Challenge: From the fashion article below, quote the stretch from "When Mr. Michele" through "agreed to disagree." without changing a word.

Supplied text:
When Mr. Michele either couldn’t, or wouldn’t, switch gears — it’s not clear who instigated the breakup — he and Gucci’s owner, Kering, agreed to disagree.
Perhaps it was inevitable. The chances of any designer producing two major fashion-changing ideas in one career are very small. Hedi Slimane, for one, has been doing Hedi Slimane no matter what brand’s name (Dior Homme, Saint Laurent, Celine) is over the door. Tom Ford’s Tom Ford isn’t very different from Tom Ford’s Gucci. John Galliano has switched gears at Maison Margiela from his Dior and Galliano days, true, trading his high romance and historicism for eclectic haute recycling, but as of yet, and good as it is, it hasn’t had the same impact.
Breaths are bated for Phoebe Philo’s long-anticipated debut, and the question of whether she will do another version of the elegantly adult and interior clothes she made at Céline before Mr. Slimane changed its course, or something entirely new.
But whether change should be demanded in the first place is a different question. Maybe refining the big idea, owning the big idea for posterity, rather than ceding it entirely, should be enough. At a certain point, endless disruption and reinvention becomes as tiresome as the same old, same old. And continual growth on a finite planet is a chimera that should be sent back to the fantasyland from which it arose.
Indeed, coming in the wake of the COP27 climate conference, and yet more public commitments to sustainability from all sides of the fashion industry, the Gucci switcheroo seems particularly ironic. After all, what usually happens when a brand opts for change at the top? Out with the old! If no longer to the dumpster or the incinerator, at least to the sale racks. More stuff, flooding the stores. Sustainability implies commitment to an idea of a brand, not just to biodegradable materials. It implies a long-term relationship, which has its own implicit value.
Sometimes change is good, no question. Sometimes it is necessary. (See Burberry, which is about to get a makeover under the new designer Daniel Lee after Riccardo Tisci failed to give the British brand any discernible identity.) But when it’s change for change’s sake, or change for shopping’s sake, or change for analysts’ sake, which is change for investors’ sake, it simply reinforces the bad habits we’ve gotten into. Both as consumers and as companies. And that’s … well, that’s just another word for waste.

Given material:
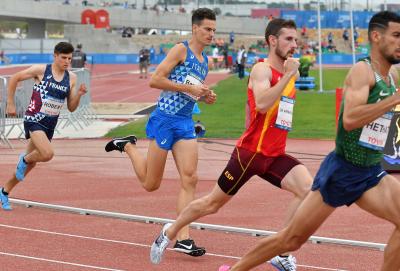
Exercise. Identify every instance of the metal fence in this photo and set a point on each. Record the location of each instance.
(82, 117)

The result:
When Mr. Michele either couldn’t, or wouldn’t, switch gears — it’s not clear who instigated the breakup — he and Gucci’s owner, Kering, agreed to disagree.